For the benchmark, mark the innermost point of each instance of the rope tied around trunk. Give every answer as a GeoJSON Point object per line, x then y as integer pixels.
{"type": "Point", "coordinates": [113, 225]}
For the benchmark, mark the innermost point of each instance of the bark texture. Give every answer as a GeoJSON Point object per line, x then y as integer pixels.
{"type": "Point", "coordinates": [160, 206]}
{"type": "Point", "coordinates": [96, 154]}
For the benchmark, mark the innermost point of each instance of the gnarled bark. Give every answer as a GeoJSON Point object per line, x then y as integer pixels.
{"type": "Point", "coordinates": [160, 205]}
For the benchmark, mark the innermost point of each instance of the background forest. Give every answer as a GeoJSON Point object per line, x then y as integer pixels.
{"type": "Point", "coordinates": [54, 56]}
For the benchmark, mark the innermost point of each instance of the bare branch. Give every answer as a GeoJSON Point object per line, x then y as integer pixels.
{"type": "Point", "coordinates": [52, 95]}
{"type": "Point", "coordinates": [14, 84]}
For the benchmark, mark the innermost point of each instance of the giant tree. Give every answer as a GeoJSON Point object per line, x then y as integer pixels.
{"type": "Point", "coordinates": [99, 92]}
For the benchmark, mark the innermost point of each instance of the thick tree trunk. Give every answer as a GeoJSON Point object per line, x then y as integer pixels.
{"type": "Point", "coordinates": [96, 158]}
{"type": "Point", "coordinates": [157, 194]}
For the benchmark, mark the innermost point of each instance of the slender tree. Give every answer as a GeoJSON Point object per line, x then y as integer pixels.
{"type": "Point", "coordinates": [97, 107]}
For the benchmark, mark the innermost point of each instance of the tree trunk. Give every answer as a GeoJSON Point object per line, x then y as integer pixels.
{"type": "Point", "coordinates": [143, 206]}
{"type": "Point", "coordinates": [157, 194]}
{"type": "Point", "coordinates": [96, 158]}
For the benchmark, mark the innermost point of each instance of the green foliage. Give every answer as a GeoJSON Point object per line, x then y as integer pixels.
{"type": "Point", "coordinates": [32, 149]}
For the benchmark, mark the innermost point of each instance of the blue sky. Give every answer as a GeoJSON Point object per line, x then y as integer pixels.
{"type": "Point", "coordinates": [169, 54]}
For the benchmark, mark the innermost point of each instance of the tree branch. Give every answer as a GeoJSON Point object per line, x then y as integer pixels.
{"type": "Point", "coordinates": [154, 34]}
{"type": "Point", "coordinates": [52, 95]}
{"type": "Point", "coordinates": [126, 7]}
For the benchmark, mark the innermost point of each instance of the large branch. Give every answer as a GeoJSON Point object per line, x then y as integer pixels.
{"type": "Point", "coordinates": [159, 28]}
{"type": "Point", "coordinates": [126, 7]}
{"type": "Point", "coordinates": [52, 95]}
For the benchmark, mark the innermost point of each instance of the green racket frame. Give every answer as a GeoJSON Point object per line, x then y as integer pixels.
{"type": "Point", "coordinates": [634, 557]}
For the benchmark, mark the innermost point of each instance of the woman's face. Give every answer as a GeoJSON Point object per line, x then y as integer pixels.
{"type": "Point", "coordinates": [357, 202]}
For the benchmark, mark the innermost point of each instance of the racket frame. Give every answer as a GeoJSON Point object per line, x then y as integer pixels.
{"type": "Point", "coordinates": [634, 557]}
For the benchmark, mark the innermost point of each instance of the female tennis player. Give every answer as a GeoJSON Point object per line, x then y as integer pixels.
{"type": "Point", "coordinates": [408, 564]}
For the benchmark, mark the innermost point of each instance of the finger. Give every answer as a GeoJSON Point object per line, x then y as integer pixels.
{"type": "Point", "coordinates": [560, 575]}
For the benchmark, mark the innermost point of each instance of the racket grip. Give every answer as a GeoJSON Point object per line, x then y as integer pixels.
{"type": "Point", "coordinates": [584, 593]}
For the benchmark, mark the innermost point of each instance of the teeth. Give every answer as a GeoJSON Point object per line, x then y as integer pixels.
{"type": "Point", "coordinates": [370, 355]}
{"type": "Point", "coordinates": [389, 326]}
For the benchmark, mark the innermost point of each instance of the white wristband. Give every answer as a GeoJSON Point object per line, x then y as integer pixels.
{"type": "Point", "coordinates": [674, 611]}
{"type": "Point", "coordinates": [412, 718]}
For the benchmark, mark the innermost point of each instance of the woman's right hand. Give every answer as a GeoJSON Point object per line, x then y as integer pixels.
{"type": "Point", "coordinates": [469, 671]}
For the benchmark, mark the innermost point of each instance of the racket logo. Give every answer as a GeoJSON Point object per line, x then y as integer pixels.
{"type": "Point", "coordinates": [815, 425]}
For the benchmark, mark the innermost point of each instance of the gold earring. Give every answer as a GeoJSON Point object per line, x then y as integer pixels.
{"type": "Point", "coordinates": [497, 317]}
══════════════════════════════
- _Instructions to follow_
Arrange every line above into a Markdown table with two columns, Row and Text, numbering the rows in order and skipping any blank lines.

- _Solution to this problem_
| Row | Text |
|---|---|
| 1 | For the benchmark, mark the innermost point of each instance of the rope tied around trunk. Give every answer as a GeoJSON Point object per line, x then y as integer pixels. |
| 2 | {"type": "Point", "coordinates": [113, 225]} |
| 3 | For the benchmark, mark the innermost point of each instance of the bark texture. Give every answer as a GeoJSON Point object per line, x then y as integer pixels. |
| 4 | {"type": "Point", "coordinates": [160, 206]} |
| 5 | {"type": "Point", "coordinates": [96, 154]} |
| 6 | For the benchmark, mark the innermost point of each instance of the gnarled bark. Give every answer as a GeoJSON Point object per line, x then y as integer pixels. |
| 7 | {"type": "Point", "coordinates": [160, 205]} |
| 8 | For the benchmark, mark the innermost point of each instance of the background forest. Give every answer as a GeoJSON Point object per line, x then y as integer pixels. |
| 9 | {"type": "Point", "coordinates": [54, 56]} |
| 10 | For the benchmark, mark the innermost point of each instance of the bare branch. Give every answer as a GeoJSON Point object per line, x then y as integer pixels. |
| 11 | {"type": "Point", "coordinates": [52, 95]} |
| 12 | {"type": "Point", "coordinates": [14, 84]} |
| 13 | For the benchmark, mark the innermost point of each instance of the giant tree. Give every answer as a GeoJSON Point object per line, x then y as integer pixels. |
| 14 | {"type": "Point", "coordinates": [99, 92]} |
| 15 | For the benchmark, mark the innermost point of each instance of the thick tree trunk. Give every answer as a GeoJSON Point object per line, x then y as integer pixels. |
| 16 | {"type": "Point", "coordinates": [96, 158]} |
| 17 | {"type": "Point", "coordinates": [157, 194]} |
| 18 | For the benchmark, mark the innermost point of each instance of the slender tree. Give every answer as a GeoJSON Point object per line, x then y as integer pixels. |
| 19 | {"type": "Point", "coordinates": [97, 107]} |
| 20 | For the benchmark, mark the innermost point of each instance of the tree trunk. Give every answer as a GeoJSON Point object per line, x then y as integer pixels. |
| 21 | {"type": "Point", "coordinates": [143, 206]} |
| 22 | {"type": "Point", "coordinates": [157, 194]} |
| 23 | {"type": "Point", "coordinates": [96, 158]} |
| 24 | For the benchmark, mark the innermost point of each instance of the green foliage. Give every answer as a GeoJSON Point object per line, x then y as integer pixels. |
| 25 | {"type": "Point", "coordinates": [32, 149]} |
| 26 | For the benchmark, mark the innermost point of each instance of the blue sky. Give every answer as a GeoJSON Point object per line, x then y as integer pixels. |
| 27 | {"type": "Point", "coordinates": [169, 54]} |
| 28 | For the benchmark, mark the innermost point of each instance of the tree branch. Give every answer as a GeoJSON Point object per line, x then y as integer pixels. |
| 29 | {"type": "Point", "coordinates": [154, 34]} |
| 30 | {"type": "Point", "coordinates": [52, 95]} |
| 31 | {"type": "Point", "coordinates": [126, 7]} |
| 32 | For the benchmark, mark the innermost point of each instance of the large branch. Give every answer as a GeoJSON Point object per line, x then y as integer pixels. |
| 33 | {"type": "Point", "coordinates": [159, 28]} |
| 34 | {"type": "Point", "coordinates": [126, 7]} |
| 35 | {"type": "Point", "coordinates": [52, 95]} |
| 36 | For the benchmark, mark the innermost point of each instance of the green racket frame. Give every answer as a GeoJSON Point object per line, x then y as integer pixels. |
| 37 | {"type": "Point", "coordinates": [634, 557]} |
| 38 | For the benchmark, mark the innermost point of each instance of the woman's face. Give every answer as a GeoJSON Point object per line, x then y as integer pixels. |
| 39 | {"type": "Point", "coordinates": [357, 202]} |
| 40 | For the benchmark, mark the innermost point of each instance of the racket frame. Give every answer as a GeoJSON Point object per line, x then y as integer pixels. |
| 41 | {"type": "Point", "coordinates": [634, 557]} |
| 42 | For the benchmark, mark the innermost point of each instance of the female tennis player. Give every answer as a GeoJSON Point object per line, x then y as integer pixels. |
| 43 | {"type": "Point", "coordinates": [408, 564]} |
| 44 | For the benchmark, mark the innermost point of each instance of the finger. Give every answer as a GeoJSON Point object per line, x then y as integer pixels. |
| 45 | {"type": "Point", "coordinates": [560, 575]} |
| 46 | For the benchmark, mark the innermost point of each instance of the racket grip. Give every answer as a GeoJSON Point object per line, x then y as integer pixels. |
| 47 | {"type": "Point", "coordinates": [584, 593]} |
| 48 | For the benchmark, mark the innermost point of each instance of the teeth. Give every answer as a GeoJSON Point object per line, x then y as integer pixels. |
| 49 | {"type": "Point", "coordinates": [370, 355]} |
| 50 | {"type": "Point", "coordinates": [389, 326]} |
| 51 | For the benchmark, mark the innermost point of each instance of the white wristband. Give every answer as a GeoJSON Point object per line, x then y as integer pixels. |
| 52 | {"type": "Point", "coordinates": [674, 611]} |
| 53 | {"type": "Point", "coordinates": [412, 718]} |
| 54 | For the benchmark, mark the innermost point of each instance of the woman's right hand. Give every answer as a GeoJSON Point object per line, x then y as integer pixels. |
| 55 | {"type": "Point", "coordinates": [469, 671]} |
| 56 | For the benchmark, mark the innermost point of each instance of the racket logo. Give every answer as a GeoJSON Point object per line, x then y as integer pixels. |
| 57 | {"type": "Point", "coordinates": [815, 425]} |
| 58 | For the benchmark, mark the innermost point of each instance of the gold earring. Give every answer as a GeoJSON Point object per line, x then y as integer pixels. |
| 59 | {"type": "Point", "coordinates": [497, 317]} |